Exercise requirements |
1. Identify every word or phrase that appears inside quotation marks in the text on trees.
2. Print everything in the text on trees from "If one places" down to "(e.g., binary heap).".

Text |
The height of a node is the length of the longest downward path to a leaf from that node. The height of the root is the height of the tree. The depth of a node is the length of the path to its root (i.e., its root path). This is commonly needed in the manipulation of the various self-balancing trees, AVL Trees in particular. The root node has depth zero, leaf nodes have height zero, and a tree with only a single node (hence both a root and leaf) has depth and height zero. Conventionally, an empty tree (tree with no nodes, if such are allowed) has height −1.
A subtree of a tree T is a tree consisting of a node in T and all of its descendants in T.[lower-alpha 3][1] Nodes thus correspond to subtrees (each node corresponds to the subtree of itself and all its descendants) – the subtree corresponding to the root node is the entire tree, and each node is the root node of the subtree it determines; the subtree corresponding to any other node is called a proper subtree (by analogy to a proper subset).
Drawing trees
Trees are often drawn in the plane. Ordered trees can be represented essentially uniquely in the plane, and are hence called plane trees, as follows: if one fixes a conventional order (say, counterclockwise), and arranges the child nodes in that order (first incoming parent edge, then first child edge, etc.), this yields an embedding of the tree in the plane, unique up to ambient isotopy. Conversely, such an embedding determines an ordering of the child nodes.
If one places the root at the top (parents above children, as in a family tree) and places all nodes that are a given distance from the root (in terms of number of edges: the "level" of a tree) on a given horizontal line, one obtains a standard drawing of the tree. Given a binary tree, the first child is on the left (the "left node"), and the second child is on the right (the "right node").
Representations
There are many different ways to represent trees; common representations represent the nodes as dynamically allocated records with pointers to their children, their parents, or both, or as items in an array, with relationships between them determined by their positions in the array (e.g., binary heap).
Indeed, a binary tree can be implemented as a list of lists (a list where the values are lists): the head of a list (the value of the first term) is the left child (subtree), while the tail (the list of second and subsequent terms) is the right child (subtree). This can be modified to allow values as well, as in Lisp S-expressions, where the head (value of first term) is the value of the node, the head of the tail (value of second term) is the left child, and the tail of the tail (list of third and subsequent terms) is the right child.

Supplied information |
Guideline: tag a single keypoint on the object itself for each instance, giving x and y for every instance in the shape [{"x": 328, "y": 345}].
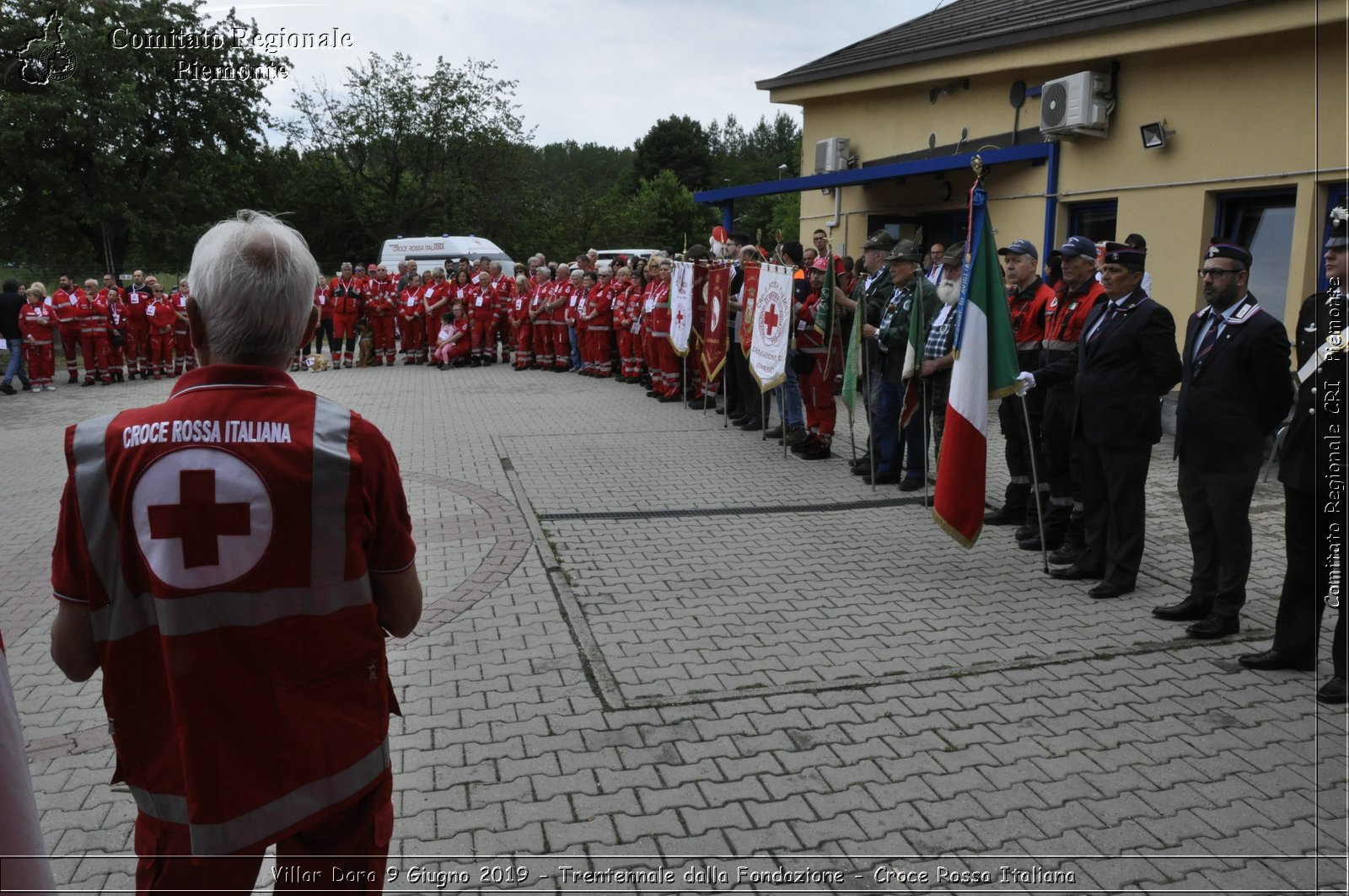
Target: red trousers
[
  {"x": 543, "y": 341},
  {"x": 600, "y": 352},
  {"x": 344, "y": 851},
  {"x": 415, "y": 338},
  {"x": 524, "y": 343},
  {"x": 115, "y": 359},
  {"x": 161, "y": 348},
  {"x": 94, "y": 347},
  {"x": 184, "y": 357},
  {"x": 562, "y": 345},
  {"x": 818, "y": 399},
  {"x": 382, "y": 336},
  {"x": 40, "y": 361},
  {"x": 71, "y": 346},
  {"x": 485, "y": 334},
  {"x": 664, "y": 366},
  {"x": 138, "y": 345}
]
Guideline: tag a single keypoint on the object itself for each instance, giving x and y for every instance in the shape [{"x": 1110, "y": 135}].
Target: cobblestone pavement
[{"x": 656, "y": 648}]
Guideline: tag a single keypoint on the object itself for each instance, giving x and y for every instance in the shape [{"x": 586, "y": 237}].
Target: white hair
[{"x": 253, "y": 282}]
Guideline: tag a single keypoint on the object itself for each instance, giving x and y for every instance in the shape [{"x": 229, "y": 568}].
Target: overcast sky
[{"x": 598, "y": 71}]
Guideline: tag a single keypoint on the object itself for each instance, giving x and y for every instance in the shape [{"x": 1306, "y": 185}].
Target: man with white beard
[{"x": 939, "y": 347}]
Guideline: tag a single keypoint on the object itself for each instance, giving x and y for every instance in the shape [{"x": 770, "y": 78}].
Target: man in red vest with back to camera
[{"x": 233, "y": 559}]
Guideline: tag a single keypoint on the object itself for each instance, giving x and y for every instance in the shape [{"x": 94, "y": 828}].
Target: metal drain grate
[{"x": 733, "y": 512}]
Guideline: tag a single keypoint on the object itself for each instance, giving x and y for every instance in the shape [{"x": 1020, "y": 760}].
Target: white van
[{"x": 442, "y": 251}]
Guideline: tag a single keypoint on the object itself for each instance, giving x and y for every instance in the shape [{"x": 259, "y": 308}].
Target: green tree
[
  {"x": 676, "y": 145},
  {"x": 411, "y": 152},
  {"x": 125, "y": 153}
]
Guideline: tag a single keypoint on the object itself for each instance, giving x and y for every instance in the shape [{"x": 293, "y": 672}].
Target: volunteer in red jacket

In response |
1.
- level
- left node
- right node

2.
If one places the root at the top (parents above children, as in a family tree) and places all nodes that are a given distance from the root (in terms of number of edges: the "level" of a tree) on a given horizontal line, one obtains a standard drawing of the tree. Given a binary tree, the first child is on the left (the "left node"), and the second child is on the right (the "right node").
Representations
There are many different ways to represent trees; common representations represent the nodes as dynamically allocated records with pointers to their children, their parents, or both, or as items in an array, with relationships between them determined by their positions in the array (e.g., binary heap).